-- begin Data excerpts --

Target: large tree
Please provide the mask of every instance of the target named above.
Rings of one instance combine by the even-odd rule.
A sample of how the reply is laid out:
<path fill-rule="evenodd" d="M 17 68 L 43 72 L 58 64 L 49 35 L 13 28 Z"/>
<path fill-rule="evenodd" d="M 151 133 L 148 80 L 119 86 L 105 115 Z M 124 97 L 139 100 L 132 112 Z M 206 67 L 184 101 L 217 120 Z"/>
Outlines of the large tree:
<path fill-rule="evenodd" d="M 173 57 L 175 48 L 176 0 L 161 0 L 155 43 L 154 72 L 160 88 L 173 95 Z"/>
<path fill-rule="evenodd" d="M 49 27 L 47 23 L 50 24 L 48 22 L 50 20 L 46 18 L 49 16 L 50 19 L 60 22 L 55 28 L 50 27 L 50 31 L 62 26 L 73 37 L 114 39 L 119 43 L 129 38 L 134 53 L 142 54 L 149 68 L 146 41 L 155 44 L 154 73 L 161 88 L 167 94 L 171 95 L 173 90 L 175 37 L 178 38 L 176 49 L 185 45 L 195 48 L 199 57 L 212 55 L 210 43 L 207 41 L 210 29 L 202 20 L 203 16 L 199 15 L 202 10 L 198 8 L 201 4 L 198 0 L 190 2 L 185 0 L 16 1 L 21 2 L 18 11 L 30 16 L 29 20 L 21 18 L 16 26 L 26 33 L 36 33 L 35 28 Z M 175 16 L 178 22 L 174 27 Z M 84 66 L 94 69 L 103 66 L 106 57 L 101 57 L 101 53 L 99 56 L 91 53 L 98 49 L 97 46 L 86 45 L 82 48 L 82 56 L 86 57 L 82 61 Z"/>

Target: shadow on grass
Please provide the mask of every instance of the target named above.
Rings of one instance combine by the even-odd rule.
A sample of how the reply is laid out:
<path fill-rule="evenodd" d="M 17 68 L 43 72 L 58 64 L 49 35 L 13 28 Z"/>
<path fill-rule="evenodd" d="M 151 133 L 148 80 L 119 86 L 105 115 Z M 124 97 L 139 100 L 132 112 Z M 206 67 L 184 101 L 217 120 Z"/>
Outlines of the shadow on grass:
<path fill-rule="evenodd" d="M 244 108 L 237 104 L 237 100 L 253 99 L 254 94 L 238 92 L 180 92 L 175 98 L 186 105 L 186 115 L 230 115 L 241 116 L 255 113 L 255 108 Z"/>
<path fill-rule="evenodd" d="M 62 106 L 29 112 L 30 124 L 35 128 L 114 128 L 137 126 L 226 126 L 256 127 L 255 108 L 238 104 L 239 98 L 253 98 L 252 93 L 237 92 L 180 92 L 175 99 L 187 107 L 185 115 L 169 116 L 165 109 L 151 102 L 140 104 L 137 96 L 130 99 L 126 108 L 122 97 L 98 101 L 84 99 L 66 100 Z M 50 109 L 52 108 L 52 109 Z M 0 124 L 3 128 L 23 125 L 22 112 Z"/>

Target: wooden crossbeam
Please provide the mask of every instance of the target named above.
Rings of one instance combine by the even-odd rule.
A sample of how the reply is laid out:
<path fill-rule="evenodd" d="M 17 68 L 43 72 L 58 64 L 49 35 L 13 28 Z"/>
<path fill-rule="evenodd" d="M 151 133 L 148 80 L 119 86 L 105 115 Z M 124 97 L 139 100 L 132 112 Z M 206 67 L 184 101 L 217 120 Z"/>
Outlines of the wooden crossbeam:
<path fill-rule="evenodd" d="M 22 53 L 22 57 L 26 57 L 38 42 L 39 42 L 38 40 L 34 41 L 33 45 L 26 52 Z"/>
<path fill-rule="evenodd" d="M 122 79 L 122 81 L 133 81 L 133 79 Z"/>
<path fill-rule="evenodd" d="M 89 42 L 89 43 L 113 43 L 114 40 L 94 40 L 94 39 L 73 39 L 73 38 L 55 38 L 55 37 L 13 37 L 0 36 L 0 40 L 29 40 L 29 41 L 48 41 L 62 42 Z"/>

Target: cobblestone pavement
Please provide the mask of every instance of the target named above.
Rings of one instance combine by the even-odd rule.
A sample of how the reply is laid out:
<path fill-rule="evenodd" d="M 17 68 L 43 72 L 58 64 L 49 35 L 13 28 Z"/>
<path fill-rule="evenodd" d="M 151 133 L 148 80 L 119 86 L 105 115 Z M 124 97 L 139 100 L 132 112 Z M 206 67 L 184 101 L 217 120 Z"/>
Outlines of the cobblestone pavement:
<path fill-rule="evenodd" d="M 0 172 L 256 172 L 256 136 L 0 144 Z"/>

-- end Data excerpts --

Set problem –
Recast the lines from the one containing "Target: cobblestone pavement" through the last line as a Markdown table with the columns "No." and "Line", numbering each row and skipping any blank lines.

Correct result –
| No. | Line |
|---|---|
| 1 | Target: cobblestone pavement |
| 2 | Please provide the mask of every instance of the target named above. |
| 3 | Rings of one instance combine by the even-odd rule. |
| 4 | A sample of how the reply is laid out: |
| 5 | <path fill-rule="evenodd" d="M 17 68 L 43 72 L 58 64 L 49 35 L 13 28 Z"/> |
| 6 | <path fill-rule="evenodd" d="M 151 133 L 148 80 L 119 86 L 105 115 Z M 124 97 L 139 100 L 132 112 Z M 206 67 L 184 101 L 217 120 Z"/> |
| 7 | Outlines of the cobblestone pavement: |
| 8 | <path fill-rule="evenodd" d="M 0 172 L 256 172 L 256 136 L 0 144 Z"/> |